(Requirement)
Each record should be written out exactly as given.

(Entries shown Opens)

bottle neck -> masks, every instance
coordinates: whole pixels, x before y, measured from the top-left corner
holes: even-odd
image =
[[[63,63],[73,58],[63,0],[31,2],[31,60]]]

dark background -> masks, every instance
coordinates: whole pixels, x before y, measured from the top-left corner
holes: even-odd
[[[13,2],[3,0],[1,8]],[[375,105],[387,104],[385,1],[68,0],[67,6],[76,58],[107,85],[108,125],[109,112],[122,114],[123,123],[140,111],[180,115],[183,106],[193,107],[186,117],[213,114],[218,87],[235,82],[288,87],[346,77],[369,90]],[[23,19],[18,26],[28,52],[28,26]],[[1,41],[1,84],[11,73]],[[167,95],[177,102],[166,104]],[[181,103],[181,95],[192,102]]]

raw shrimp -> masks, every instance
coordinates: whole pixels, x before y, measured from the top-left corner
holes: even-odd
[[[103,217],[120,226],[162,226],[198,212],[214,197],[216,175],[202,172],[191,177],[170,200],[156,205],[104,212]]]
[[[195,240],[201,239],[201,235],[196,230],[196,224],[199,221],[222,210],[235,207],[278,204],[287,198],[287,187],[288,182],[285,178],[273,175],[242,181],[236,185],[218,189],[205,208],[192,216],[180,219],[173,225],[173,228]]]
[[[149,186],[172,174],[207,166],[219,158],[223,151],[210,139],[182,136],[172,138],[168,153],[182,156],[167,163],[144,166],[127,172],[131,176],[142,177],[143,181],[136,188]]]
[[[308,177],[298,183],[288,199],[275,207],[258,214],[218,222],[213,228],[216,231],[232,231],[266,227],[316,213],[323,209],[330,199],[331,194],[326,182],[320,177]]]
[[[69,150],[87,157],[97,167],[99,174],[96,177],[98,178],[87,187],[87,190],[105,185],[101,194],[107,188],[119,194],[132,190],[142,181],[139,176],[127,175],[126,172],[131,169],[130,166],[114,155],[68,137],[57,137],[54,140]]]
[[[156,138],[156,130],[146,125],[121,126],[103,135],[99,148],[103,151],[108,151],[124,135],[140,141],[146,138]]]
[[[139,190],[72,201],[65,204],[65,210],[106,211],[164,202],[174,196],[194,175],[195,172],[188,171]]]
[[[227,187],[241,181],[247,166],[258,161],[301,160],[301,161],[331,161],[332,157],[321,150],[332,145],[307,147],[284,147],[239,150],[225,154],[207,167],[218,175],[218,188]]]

(Entries shown Closes)

(Completed exercise)
bottle neck -> masks, every instance
coordinates: whole pixels, x before y, measured from the top-left corner
holes: even-odd
image =
[[[63,63],[73,58],[63,0],[31,2],[31,60]]]

dark background -> masks, every instance
coordinates: whole pixels, x before y, measured from the top-left corner
holes: even-odd
[[[13,2],[3,0],[1,8]],[[375,105],[387,104],[385,1],[68,0],[67,6],[76,58],[107,85],[108,125],[109,112],[122,114],[123,123],[140,111],[180,115],[183,106],[193,107],[186,117],[213,114],[218,87],[235,82],[288,87],[346,77],[369,90]],[[23,19],[18,26],[28,52],[28,26]],[[1,41],[1,84],[11,73]],[[167,95],[177,102],[166,104]],[[181,103],[181,95],[192,102]]]

raw shrimp -> masks, every instance
coordinates: whole pixels, x before y, measured from the top-left corner
holes: even-odd
[[[103,217],[120,226],[162,226],[198,212],[214,197],[216,175],[202,172],[191,177],[170,200],[156,205],[104,212]]]
[[[195,240],[201,239],[201,235],[196,230],[196,224],[199,221],[222,210],[235,207],[278,204],[287,198],[287,187],[288,182],[285,178],[273,175],[242,181],[236,185],[218,189],[205,208],[192,216],[180,219],[173,225],[173,228]]]
[[[149,186],[172,174],[207,166],[219,158],[223,151],[210,139],[182,136],[172,138],[168,153],[182,156],[167,163],[144,166],[127,172],[131,176],[142,177],[143,181],[136,188]]]
[[[308,177],[298,183],[288,199],[275,207],[258,214],[218,222],[213,228],[216,231],[232,231],[266,227],[316,213],[323,209],[330,199],[331,194],[326,182],[320,177]]]
[[[69,150],[87,157],[97,167],[99,174],[96,177],[98,178],[87,187],[87,190],[105,185],[101,194],[107,188],[119,194],[132,190],[142,181],[139,176],[127,175],[126,172],[131,169],[130,166],[114,155],[68,137],[57,137],[54,140]]]
[[[156,138],[156,130],[146,125],[121,126],[103,135],[99,148],[103,151],[108,151],[124,135],[140,141],[146,138]]]
[[[139,190],[72,201],[65,204],[65,210],[106,211],[164,202],[174,196],[194,175],[195,172],[188,171]]]
[[[227,187],[241,181],[247,166],[258,161],[301,160],[301,161],[331,161],[332,157],[321,150],[332,145],[307,147],[284,147],[239,150],[225,154],[207,167],[218,175],[218,188]]]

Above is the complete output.